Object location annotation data
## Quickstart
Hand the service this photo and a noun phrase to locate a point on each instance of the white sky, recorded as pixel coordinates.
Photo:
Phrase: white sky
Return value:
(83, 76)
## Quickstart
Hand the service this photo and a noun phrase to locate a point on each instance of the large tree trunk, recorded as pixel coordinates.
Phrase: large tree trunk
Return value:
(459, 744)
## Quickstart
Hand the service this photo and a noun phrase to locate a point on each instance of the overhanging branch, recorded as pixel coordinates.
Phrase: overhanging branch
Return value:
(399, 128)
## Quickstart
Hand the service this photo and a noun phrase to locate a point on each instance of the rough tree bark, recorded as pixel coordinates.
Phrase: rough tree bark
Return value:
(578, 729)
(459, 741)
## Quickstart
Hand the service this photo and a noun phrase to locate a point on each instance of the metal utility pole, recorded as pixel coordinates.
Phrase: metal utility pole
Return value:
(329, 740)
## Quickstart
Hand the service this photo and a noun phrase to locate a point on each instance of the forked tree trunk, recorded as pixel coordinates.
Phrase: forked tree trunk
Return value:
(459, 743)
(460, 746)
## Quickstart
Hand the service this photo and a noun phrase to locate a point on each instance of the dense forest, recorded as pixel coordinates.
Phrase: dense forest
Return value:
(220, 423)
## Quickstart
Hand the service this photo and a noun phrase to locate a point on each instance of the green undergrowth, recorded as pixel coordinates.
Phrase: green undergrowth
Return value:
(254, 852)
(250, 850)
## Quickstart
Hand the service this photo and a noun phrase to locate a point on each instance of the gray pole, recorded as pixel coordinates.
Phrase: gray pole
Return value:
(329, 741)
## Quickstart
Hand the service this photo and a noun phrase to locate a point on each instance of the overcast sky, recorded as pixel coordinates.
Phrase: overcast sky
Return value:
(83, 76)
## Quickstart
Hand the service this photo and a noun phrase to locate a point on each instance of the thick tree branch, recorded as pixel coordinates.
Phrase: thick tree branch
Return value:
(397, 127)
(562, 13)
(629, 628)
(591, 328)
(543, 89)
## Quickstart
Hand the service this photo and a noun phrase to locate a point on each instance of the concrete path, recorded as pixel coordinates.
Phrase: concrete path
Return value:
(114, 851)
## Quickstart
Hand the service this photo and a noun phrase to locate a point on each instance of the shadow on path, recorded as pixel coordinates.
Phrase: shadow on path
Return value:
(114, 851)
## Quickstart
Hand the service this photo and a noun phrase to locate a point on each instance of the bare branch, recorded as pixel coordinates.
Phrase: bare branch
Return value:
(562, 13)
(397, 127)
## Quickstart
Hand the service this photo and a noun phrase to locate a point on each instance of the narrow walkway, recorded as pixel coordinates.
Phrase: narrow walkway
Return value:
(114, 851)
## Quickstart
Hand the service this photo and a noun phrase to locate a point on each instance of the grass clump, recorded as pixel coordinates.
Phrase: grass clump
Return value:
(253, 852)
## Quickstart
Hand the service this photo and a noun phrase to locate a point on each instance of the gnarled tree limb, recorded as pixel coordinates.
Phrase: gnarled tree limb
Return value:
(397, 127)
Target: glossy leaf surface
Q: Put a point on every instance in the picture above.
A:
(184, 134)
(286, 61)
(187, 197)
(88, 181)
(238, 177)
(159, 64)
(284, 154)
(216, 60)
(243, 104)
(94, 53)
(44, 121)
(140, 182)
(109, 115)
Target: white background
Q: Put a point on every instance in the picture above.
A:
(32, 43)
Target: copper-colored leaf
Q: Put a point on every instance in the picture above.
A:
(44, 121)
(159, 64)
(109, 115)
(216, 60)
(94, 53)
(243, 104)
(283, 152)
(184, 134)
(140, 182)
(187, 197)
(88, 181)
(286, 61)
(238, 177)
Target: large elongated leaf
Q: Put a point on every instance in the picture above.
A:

**Do this**
Could you set down all of the rows above again, word for word?

**Complete output**
## Quickstart
Hand the service this photo and a noun phrase to locate a point on each instance of the white sky, recorded as pixel coordinates.
Photo:
Phrase: white sky
Return value:
(83, 76)
## Quickstart
Hand the service this photo and a noun phrase to locate a point on each instance of the large tree trunk, recorded as pixel coordinates.
Phrase: large tree trunk
Return value:
(459, 744)
## Quickstart
Hand the service this photo and a noun phrase to locate a point on each instance of the overhanging branch, recorded as pixel coordinates.
Phrase: overhanging branch
Return value:
(399, 128)
## Quickstart
Hand the service this photo and a noun phrase to locate a point on each instance of the rough tree bark, recorded as pixel coordinates.
Phrase: rough tree bark
Return value:
(578, 729)
(459, 741)
## Quickstart
Hand the service this photo and a noun phrase to locate a point on each instance of the metal utility pole, recorded as pixel coordinates.
Phrase: metal utility pole
Return value:
(329, 740)
## Quickstart
Hand the service this photo and a noun phrase to locate a point on each instance of the forked tree trunk, recorded as pixel coordinates.
Phrase: forked tree trunk
Return value:
(459, 743)
(460, 746)
## Quickstart
Hand the service this photo and a noun phrase to locate a point on each instance of the dense forest, recorded as pixel coordinates.
Phrase: dense forest
Return value:
(220, 423)
## Quickstart
Hand the service this photo and a noun phrase to locate a point on each instance of the green undergrowth, recorded as pixel coordinates.
Phrase: green undergrowth
Return value:
(254, 852)
(250, 850)
## Quickstart
Hand the service this photo and a noun phrase to locate a point on each instance of the gray pole, recorded as pixel coordinates.
Phrase: gray pole
Return value:
(329, 741)
## Quickstart
Hand the service this photo and a noun phrase to locate a point on each instance of the overcast sky, recorded as pixel coordinates.
Phrase: overcast sky
Return value:
(83, 76)
## Quickstart
Hand the service this photo and a noun phrase to locate a point on each instance of the thick tree branch, recorded as pixel coordinates.
Phrase: thick tree branch
Return value:
(397, 127)
(562, 13)
(629, 628)
(591, 328)
(543, 89)
## Quickstart
Hand the service this photo and a noun phrase to locate a point on each instance of the concrete path, recorded as pixel coordinates.
Phrase: concrete path
Return value:
(114, 851)
## Quickstart
Hand the service this photo and a noun phrase to locate a point on each instance of the shadow on path, recorded as pixel coordinates.
Phrase: shadow on path
Return value:
(114, 851)
## Quickstart
Hand the service this photo and a noun phrase to locate a point on each instance of the bare branch, recorded as pixel coordinates.
Phrase: bare branch
Return value:
(562, 13)
(397, 127)
## Quickstart
Hand the service this photo and a noun phrase to locate a point on each instance of the narrow walkway, recorded as pixel coordinates.
Phrase: narrow walkway
Return value:
(114, 851)
## Quickstart
Hand the service this photo and a noun phrase to locate a point on each instance of the grass clump, recorded as pixel coordinates.
Phrase: grass clump
Return value:
(253, 852)
## Quickstart
Hand the service this photo and a noun phrase to locate a point on each instance of the gnarled tree limb, recorded as pixel coordinates.
Phrase: gnarled tree limb
Return value:
(397, 127)
Target: glossy leaf surface
Q: Put a point on every instance in the picture above.
A:
(184, 134)
(286, 61)
(187, 197)
(88, 181)
(238, 177)
(159, 64)
(284, 154)
(216, 60)
(243, 104)
(94, 53)
(44, 121)
(140, 182)
(109, 115)
Target: white background
Q: Put a point on every instance in the picture above.
A:
(32, 43)
Target: copper-colored leaf
Q: Put a point on every instance in the picture above.
A:
(44, 121)
(159, 64)
(109, 115)
(216, 60)
(94, 53)
(243, 104)
(283, 152)
(184, 134)
(140, 182)
(187, 197)
(88, 181)
(286, 61)
(238, 177)
Target: large elongated leaf
Q: Put a point on every instance in the picture above.
A:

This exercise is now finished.